━━━━━ Source extract ━━━━━

Nowadays it seems borderline impossible to spend even a few hours without coming across the subject of “Artificial Intelligence”. There is just way too much talk, hype, arguments, doomsday prophecies or bold optimistic statements on how this or that technological advancement or tool, or AI in general is going to change or even shape the future decades. It should be noted, though, that not all of the hype is unfounded. As any new technology’s history shows, the growth is anything but linear. Since the last time I wrote on the subject half a year ago, the landscape of the entire tech sector, mainly due to advancements in AI, has changed considerably. Over the course of a few months ChatGPT, the most advanced AI language model yet, has become a global phenomenon of the scale of Facebook, Google or Netflix. While less than a year ago an engineer at Google was afraid their language model is going sentient, OpenAI’s ChatGPT can now write 25,000-word strong pieces of work, pass the most prestigious universities’ admission and academic tests, write computer codes and perform a much wider variety of tasks if given the correct instructions. Microsoft was the quickest to react, investing $10 bln for a stake in OpenAI that values the company at $29 bln. As the global leader of workplace software, Microsoft plans on making the lives of hundreds of millions of people much easier by using AI’s capabilities in their “365 copilot”, a tool designed to improve the everyday use of all Microsoft products including Word, Excel, PowerPoint, the search engine Bing and the much-maligned web-browser Edge, which still has not been able to get anywhere near to Google Chrome’s dominant position. Perhaps AI will give Edge the edge here.

━━━━━

* Assignment
Decide whether each statement agrees with the passage on artificial intelligence, answering yes or no and quoting the words from the passage that settle it: (a) Microsoft invested $10 bln for a stake in OpenAI. (b) Edge has overtaken Google Chrome's position. (c) The growth of a new technology is linear. The records that come after this passage are not used at all.

━━━━━ Material supplied ━━━━━

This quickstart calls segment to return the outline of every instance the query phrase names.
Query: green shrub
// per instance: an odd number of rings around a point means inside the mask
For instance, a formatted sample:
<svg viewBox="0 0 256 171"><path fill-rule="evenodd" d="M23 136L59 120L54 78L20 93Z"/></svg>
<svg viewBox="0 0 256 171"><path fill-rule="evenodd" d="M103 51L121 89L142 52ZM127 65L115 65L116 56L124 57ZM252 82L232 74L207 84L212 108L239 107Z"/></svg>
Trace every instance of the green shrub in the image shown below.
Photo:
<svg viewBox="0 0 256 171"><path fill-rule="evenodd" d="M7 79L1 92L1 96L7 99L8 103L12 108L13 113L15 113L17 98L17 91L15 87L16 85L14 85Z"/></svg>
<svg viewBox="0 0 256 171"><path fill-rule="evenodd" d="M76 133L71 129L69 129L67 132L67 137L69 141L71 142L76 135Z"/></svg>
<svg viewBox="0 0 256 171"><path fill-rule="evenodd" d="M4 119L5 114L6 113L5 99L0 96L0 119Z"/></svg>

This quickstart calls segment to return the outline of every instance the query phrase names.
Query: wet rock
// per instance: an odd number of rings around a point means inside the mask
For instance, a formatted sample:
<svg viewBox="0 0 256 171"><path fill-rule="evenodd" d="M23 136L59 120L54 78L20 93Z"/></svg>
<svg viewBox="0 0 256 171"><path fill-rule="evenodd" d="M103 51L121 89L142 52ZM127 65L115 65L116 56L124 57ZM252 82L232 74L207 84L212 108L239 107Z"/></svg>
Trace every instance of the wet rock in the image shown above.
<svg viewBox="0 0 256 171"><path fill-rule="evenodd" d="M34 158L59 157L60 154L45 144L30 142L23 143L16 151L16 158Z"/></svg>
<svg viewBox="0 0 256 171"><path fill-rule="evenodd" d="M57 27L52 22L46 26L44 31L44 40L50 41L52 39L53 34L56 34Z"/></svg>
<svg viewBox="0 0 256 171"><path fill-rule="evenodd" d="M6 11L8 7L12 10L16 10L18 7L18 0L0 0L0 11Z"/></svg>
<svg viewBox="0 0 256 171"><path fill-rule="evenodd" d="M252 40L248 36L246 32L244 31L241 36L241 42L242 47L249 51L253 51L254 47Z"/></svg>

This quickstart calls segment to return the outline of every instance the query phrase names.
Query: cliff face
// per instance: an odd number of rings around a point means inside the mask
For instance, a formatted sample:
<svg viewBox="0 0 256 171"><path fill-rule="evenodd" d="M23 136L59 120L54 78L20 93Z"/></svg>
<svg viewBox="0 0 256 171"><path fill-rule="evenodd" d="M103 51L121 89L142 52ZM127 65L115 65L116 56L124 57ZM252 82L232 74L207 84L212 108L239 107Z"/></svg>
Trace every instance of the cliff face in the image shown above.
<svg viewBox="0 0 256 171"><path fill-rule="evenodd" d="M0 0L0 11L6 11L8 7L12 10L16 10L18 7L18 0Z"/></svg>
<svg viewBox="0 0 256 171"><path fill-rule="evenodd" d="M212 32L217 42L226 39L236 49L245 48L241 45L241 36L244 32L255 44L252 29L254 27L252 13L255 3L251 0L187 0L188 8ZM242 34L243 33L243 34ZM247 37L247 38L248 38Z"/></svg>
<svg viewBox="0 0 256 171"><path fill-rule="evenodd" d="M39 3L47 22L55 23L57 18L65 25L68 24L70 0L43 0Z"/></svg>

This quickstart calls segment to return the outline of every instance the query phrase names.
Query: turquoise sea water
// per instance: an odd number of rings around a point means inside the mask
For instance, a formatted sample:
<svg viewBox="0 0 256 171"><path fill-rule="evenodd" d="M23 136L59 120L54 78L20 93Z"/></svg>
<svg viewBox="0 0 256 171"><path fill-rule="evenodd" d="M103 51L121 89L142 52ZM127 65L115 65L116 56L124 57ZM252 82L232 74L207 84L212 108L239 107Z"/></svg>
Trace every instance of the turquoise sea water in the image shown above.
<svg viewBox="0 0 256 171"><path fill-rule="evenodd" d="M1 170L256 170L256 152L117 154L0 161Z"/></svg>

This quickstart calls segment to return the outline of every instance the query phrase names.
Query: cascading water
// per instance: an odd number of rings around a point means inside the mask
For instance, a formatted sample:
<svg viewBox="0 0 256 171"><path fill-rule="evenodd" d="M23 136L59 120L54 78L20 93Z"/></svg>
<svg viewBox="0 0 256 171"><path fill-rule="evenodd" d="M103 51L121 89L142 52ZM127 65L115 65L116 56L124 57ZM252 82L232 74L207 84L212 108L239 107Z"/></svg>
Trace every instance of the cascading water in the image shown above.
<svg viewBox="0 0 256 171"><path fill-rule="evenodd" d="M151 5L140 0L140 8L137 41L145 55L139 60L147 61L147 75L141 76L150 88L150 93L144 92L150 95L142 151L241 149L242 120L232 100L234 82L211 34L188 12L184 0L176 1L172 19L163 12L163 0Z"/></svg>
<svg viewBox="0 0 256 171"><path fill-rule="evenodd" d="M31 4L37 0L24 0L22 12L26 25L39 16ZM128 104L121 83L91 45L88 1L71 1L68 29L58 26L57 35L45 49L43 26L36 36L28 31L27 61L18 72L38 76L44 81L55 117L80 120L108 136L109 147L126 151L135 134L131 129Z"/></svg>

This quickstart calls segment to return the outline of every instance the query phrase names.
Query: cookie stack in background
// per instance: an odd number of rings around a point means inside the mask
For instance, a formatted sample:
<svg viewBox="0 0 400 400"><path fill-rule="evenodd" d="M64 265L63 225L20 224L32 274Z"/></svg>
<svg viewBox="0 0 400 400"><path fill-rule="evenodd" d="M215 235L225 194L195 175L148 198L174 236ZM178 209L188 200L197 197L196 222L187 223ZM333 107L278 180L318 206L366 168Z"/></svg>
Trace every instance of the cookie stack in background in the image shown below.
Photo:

━━━━━

* Solution
(a) Yes: "investing $10 bln for a stake in OpenAI"
(b) No: "which still has not been able to get anywhere near to Google Chrome’s dominant position"
(c) No: "the growth is anything but linear"